- _GIVEN PROBLEM_
Retype everything in the listing, leaving each line exactly as it is.

****************************************

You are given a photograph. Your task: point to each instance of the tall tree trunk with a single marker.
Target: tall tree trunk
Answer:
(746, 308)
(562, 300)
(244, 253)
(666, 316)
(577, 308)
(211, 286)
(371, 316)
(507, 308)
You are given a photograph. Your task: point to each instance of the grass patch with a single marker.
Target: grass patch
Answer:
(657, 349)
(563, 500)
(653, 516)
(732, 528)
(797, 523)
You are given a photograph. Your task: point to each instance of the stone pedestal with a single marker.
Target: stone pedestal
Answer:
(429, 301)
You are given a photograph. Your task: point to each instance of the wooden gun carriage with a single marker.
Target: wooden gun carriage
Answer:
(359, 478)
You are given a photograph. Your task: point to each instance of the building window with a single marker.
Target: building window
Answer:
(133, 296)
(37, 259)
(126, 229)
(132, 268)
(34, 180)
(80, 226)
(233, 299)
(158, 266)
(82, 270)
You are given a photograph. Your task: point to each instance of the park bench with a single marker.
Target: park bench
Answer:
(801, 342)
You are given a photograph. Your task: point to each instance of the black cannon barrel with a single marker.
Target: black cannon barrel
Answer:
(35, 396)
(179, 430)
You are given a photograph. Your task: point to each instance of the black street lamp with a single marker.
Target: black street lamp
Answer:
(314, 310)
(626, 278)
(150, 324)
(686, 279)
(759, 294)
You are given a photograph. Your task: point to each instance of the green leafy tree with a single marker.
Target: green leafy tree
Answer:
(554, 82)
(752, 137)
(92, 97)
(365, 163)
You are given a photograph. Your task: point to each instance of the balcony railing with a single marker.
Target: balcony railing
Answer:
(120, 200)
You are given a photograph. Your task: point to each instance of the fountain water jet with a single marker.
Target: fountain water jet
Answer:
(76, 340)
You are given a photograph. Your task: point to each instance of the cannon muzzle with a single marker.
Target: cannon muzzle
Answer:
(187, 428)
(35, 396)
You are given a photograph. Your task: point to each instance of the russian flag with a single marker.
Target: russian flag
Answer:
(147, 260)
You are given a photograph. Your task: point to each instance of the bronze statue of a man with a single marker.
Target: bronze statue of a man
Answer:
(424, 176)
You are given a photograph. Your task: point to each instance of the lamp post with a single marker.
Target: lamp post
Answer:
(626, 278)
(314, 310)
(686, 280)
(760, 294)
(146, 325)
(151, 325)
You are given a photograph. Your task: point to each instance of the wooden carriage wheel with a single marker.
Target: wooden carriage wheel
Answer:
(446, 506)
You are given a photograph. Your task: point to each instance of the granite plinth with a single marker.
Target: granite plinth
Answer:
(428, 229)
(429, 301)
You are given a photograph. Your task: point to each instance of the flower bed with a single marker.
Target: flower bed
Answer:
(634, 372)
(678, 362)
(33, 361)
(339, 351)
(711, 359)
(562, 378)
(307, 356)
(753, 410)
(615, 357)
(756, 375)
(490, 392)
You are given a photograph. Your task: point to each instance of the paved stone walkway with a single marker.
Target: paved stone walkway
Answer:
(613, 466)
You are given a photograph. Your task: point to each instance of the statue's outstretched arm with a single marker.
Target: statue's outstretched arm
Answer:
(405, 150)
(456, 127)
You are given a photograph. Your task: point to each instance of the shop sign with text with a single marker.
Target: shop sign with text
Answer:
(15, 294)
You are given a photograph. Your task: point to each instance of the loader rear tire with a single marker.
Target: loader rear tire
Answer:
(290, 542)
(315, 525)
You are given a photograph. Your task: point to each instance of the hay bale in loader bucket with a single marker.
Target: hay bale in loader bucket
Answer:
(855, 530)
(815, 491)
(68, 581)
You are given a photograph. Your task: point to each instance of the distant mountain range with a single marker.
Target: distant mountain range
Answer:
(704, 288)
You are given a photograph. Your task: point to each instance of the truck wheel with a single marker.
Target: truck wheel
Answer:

****************************************

- _ANSWER TO THE PROBLEM_
You are given a photograph. Your task: point to each instance of the tall tree trunk with a single marker.
Target: tall tree trunk
Answer:
(746, 308)
(562, 300)
(244, 253)
(666, 316)
(577, 308)
(211, 286)
(371, 316)
(507, 308)
You are given a photograph. Your task: point to each instance of the grass patch with a single marker.
Target: grass patch
Answer:
(657, 349)
(563, 500)
(653, 516)
(732, 528)
(797, 523)
You are given a photograph. Your task: point to each instance of the stone pedestal with a single marker.
Target: stone pedestal
Answer:
(429, 301)
You are given a photograph. Your task: point to each instance of the wooden gun carriage with a single marker.
Target: wooden gun carriage
Answer:
(359, 478)
You are given a photograph. Your task: point to each instance of the building window with a single marker.
Target: building window
Answer:
(133, 296)
(37, 259)
(126, 229)
(132, 268)
(34, 180)
(80, 226)
(233, 299)
(158, 266)
(82, 270)
You are given a photograph. Your task: point to each instance of the park bench with a single marker.
Target: park bench
Answer:
(801, 342)
You are given a photograph. Your task: point to each instance of the black cannon barrel with a single marker.
Target: black cannon barrel
Answer:
(35, 396)
(179, 430)
You are given a photograph. Your task: point to each instance of the black street lamp with a single marker.
Target: black street lamp
Answer:
(314, 310)
(626, 278)
(150, 324)
(686, 279)
(759, 294)
You are given a photograph. Your task: point to each instance of the green leafy tree with a single marker.
Target: green leafy tree
Answer:
(554, 82)
(752, 137)
(92, 97)
(365, 163)
You are given a photograph. Your task: point to each instance of the balcony railing with a single marker.
Target: balcony railing
Answer:
(120, 200)
You are given a photograph. Your task: point to each instance of the fountain water jet with a single marker.
Target: fountain water jet
Answer:
(76, 340)
You are given a photograph. Your task: point to each instance of the cannon muzzle with a single marker.
Target: cannon muzzle
Answer:
(187, 428)
(35, 396)
You are given a photograph. Your task: point to each instance of the russian flag with a single marker.
Target: russian flag
Answer:
(147, 260)
You are given a photograph. Your task: point to each instance of the bronze statue of a man with a single marker.
Target: bronze statue of a man
Answer:
(424, 176)
You are given a photograph. Your task: point to each instance of the lamp post with a single marker.
Target: lamp post
Answer:
(626, 278)
(314, 310)
(686, 280)
(760, 294)
(146, 325)
(151, 325)
You are given a photograph. Your task: point to each instance of the wooden carriage wheel with a single marker.
Target: wooden carriage wheel
Answer:
(446, 506)
You are given a photograph. Your task: point to each instance of the granite plinth with a single marker.
Target: granite plinth
Answer:
(428, 229)
(429, 301)
You are given a photograph. Your task: point to each instance of the flower bed with a single marker.
Target: flower bed
Answer:
(634, 372)
(678, 362)
(33, 361)
(339, 351)
(711, 359)
(562, 378)
(307, 356)
(753, 410)
(615, 357)
(756, 375)
(490, 392)
You are given a photograph. Your task: point to each instance of the paved stone walkway with a single marker.
Target: paved stone walkway
Answer:
(613, 466)
You are given a photograph. Your task: point to each instance of the statue's outstretched arm with a single marker.
Target: statue's outstretched arm
Answer:
(405, 150)
(456, 127)
You are given a photograph. Your task: point to each instance of the shop sign with text with a single marker.
Target: shop sign with text
Answer:
(15, 294)
You are given a photograph. Your task: point to each instance of the loader rear tire with a single marker.
Target: loader rear tire
Answer:
(290, 542)
(315, 525)
You are given a photograph. Your task: point to each instance of the hay bale in loader bucket with a single marker.
Target: hay bale in loader bucket
Answer:
(855, 530)
(815, 491)
(68, 581)
You are given a photograph. Your task: point to each instance of the distant mountain range with a single marker.
Target: distant mountain range
Answer:
(704, 288)
You are given a photograph. Your task: point to each instance of the truck wheel with a single marker.
Target: truck wheel
Answer:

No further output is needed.